**Direction 1:** Reproduce, word for word, the part of the course recommendation notebook starting with "Using the TF-IDF" and going on through "cosine_sim = cosine_similarity(tfidf_matrix)".
**Direction 2:** Carry on the course recommendation notebook from its final line.

**Excerpted text:**
TF-IDF matrix shape: (3522, 5000)


## Compute Cosine Similarity Matrix

Using the TF-IDF vectors, we compute pairwise cosine similarity between courses.
This matrix will be used to recommend similar courses based on textual features
(course name, description, and skills).


In [5]:
from sklearn.metrics.pairwise import cosine_similarity

# Compute cosine similarity
cosine_sim = cosine_similarity(tfidf_matrix)

print("Cosine similarity matrix shape:", cosine_sim.shape)

Cosine similarity matrix shape: (3522, 3522)


## Course Recommendation Function

This function:
- Takes a course name as input
- Finds its index in the dataset
- Retrieves similarity scores from the cosine similarity matrix
- Sorts courses by similarity
- Returns the top recommended courses

In [6]:
# Reset index to ensure consistent mapping
df_clean = df_clean.reset_index(drop=True)

**Provided material:**

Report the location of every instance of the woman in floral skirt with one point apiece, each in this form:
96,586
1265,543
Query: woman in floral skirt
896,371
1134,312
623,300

--

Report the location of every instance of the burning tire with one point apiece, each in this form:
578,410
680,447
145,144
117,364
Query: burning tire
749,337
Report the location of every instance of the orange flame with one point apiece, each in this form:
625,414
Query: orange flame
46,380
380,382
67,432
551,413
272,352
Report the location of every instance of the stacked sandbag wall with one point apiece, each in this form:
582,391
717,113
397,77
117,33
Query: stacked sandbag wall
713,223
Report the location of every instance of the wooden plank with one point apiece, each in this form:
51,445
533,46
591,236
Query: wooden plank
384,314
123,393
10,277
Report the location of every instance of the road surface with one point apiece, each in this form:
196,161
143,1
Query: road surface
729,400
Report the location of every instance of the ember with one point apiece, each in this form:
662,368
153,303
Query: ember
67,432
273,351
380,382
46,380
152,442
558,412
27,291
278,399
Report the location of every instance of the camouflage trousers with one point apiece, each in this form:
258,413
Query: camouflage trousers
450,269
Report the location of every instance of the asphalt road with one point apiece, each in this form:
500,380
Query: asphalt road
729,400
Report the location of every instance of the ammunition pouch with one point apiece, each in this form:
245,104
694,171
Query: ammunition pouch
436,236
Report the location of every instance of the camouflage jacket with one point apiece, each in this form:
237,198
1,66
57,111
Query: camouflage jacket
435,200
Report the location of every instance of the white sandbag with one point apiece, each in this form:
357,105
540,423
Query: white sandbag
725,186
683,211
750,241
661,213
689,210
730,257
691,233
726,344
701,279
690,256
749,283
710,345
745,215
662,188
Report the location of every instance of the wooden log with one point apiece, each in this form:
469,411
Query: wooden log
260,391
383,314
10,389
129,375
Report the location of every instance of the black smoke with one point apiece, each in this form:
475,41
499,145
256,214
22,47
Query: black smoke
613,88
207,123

**Written answer 1:**
Using the TF-IDF vectors, we compute pairwise cosine similarity between courses.
This matrix will be used to recommend similar courses based on textual features
(course name, description, and skills).


In [5]:
from sklearn.metrics.pairwise import cosine_similarity

# Compute cosine similarity
cosine_sim = cosine_similarity(tfidf_matrix)

**Written answer 2:**
def recommend_courses(course_name, num_recommendations=5):
    # Convert input to lowercase for matching
    course_name = course_name.lower()
    
    # Find course index
    indices = df_clean[df_clean["clean_name"].str.contains(course_name, case=False, na=False)].index
    
    if len(indices) == 0:
        return {"error": "Course not found in dataset."}
    
    idx = indices[0]  # choose first match
    
    # Get similarity scores
    sim_scores = list(enumerate(cosine_sim[idx]))
    
    # Sort courses by similarity score (descending)
    sim_scores = sorted(sim_scores, key=lambda x: x[1], reverse=True)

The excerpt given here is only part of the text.